- [Records provided]:
┄┄┄┄┄┄

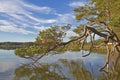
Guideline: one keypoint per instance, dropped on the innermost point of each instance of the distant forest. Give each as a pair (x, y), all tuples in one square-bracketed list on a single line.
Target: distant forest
[(14, 45)]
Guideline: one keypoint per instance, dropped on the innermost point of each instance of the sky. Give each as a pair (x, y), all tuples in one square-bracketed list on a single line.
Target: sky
[(21, 20)]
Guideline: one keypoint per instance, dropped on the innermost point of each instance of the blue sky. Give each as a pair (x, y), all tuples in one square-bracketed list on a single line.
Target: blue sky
[(21, 20)]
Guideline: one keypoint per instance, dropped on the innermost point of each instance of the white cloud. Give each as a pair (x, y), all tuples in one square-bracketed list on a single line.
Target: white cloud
[(65, 18), (77, 4), (41, 28), (10, 27), (19, 14)]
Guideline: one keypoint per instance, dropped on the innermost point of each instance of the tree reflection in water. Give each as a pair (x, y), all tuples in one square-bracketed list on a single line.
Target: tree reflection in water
[(61, 70), (65, 70)]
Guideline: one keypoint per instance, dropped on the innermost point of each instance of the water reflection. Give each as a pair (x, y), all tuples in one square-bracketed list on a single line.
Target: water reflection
[(67, 66)]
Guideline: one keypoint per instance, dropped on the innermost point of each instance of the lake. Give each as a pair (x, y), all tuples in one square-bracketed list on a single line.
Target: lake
[(63, 66)]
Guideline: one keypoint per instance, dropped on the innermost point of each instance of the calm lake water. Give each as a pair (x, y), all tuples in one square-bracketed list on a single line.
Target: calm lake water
[(63, 66)]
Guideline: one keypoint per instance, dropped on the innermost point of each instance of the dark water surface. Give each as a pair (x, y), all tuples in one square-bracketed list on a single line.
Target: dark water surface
[(63, 66)]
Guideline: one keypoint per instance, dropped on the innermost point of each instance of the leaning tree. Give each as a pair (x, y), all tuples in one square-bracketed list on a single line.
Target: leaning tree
[(101, 18)]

┄┄┄┄┄┄

- [Exercise requirements]:
Write out, word for word, the line that contains "of the lake." and every line after it through the last line of the listing.

- [Final answer]:
Guideline: one keypoint per instance, dropped on the innermost point of each instance of the lake. Give each as a pair (x, y), all tuples in one square-bracketed list on a single line.
Target: lake
[(63, 66)]
Guideline: one keypoint per instance, dropped on the innermost point of each instance of the calm lake water. Give each as a pair (x, y), all tuples in one square-bracketed list on a single line.
Target: calm lake water
[(63, 66)]
Guideline: one keypoint per instance, dropped on the innermost point of each instance of the dark water surface. Give each as a pair (x, y), all tuples in one square-bracketed list on a single line.
Target: dark water surface
[(63, 66)]
Guideline: one keypoint per instance, dropped on the innermost point of each instance of the leaning tree. Give each as a pair (x, y), all tuples in one square-bracketed list on a single line.
Target: leaning tree
[(101, 18)]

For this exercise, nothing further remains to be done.